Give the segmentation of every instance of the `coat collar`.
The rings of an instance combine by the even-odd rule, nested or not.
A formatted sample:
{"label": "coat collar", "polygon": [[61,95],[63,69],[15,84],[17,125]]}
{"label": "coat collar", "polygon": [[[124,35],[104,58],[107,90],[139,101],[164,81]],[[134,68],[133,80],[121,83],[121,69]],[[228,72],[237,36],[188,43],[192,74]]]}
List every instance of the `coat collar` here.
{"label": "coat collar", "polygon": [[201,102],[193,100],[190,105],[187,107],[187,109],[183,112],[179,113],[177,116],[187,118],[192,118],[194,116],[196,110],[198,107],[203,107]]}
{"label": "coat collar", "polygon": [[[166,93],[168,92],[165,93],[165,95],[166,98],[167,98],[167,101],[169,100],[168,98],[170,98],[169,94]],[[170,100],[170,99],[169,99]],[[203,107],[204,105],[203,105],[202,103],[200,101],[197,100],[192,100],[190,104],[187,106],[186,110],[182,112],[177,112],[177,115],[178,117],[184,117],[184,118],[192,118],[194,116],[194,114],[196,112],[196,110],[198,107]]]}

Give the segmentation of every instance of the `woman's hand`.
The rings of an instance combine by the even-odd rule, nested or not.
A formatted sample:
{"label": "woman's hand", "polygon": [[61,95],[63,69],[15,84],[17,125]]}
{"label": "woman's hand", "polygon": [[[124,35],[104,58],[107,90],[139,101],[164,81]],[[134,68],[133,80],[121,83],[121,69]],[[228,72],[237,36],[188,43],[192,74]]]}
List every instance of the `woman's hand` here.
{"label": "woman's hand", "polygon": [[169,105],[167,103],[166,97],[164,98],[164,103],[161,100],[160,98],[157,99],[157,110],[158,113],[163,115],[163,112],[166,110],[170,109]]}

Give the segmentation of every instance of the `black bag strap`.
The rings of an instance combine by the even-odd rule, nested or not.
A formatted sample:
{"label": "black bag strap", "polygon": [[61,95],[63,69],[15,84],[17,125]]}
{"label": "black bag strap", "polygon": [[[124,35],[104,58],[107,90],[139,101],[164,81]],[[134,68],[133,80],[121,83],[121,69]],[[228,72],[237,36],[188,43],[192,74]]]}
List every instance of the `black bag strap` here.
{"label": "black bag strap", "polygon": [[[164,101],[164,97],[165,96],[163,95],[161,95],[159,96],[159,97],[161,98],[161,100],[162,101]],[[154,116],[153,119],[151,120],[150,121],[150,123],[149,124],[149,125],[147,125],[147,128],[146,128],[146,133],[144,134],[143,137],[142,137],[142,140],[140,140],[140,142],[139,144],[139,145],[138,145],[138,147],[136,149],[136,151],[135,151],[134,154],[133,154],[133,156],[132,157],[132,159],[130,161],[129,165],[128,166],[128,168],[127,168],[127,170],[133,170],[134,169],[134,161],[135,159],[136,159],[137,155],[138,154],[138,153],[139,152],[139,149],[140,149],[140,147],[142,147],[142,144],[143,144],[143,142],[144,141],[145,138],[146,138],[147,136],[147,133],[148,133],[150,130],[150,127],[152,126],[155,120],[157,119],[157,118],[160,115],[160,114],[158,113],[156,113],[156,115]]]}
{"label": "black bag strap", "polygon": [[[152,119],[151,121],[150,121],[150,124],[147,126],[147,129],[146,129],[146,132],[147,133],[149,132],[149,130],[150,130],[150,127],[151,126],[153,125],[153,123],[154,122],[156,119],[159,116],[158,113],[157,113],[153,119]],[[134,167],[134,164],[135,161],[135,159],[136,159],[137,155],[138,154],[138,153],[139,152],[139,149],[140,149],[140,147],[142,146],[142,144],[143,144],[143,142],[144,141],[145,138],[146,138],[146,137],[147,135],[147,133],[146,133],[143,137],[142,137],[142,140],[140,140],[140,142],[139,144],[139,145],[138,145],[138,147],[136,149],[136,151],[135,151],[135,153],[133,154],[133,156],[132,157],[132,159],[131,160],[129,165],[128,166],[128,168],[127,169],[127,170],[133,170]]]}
+---+
__GIVEN INSTRUCTION__: Count the lines in the material that contain the string "segmentation", with matching case, and reply with the number only.

__COMPLETE OUTPUT__: 3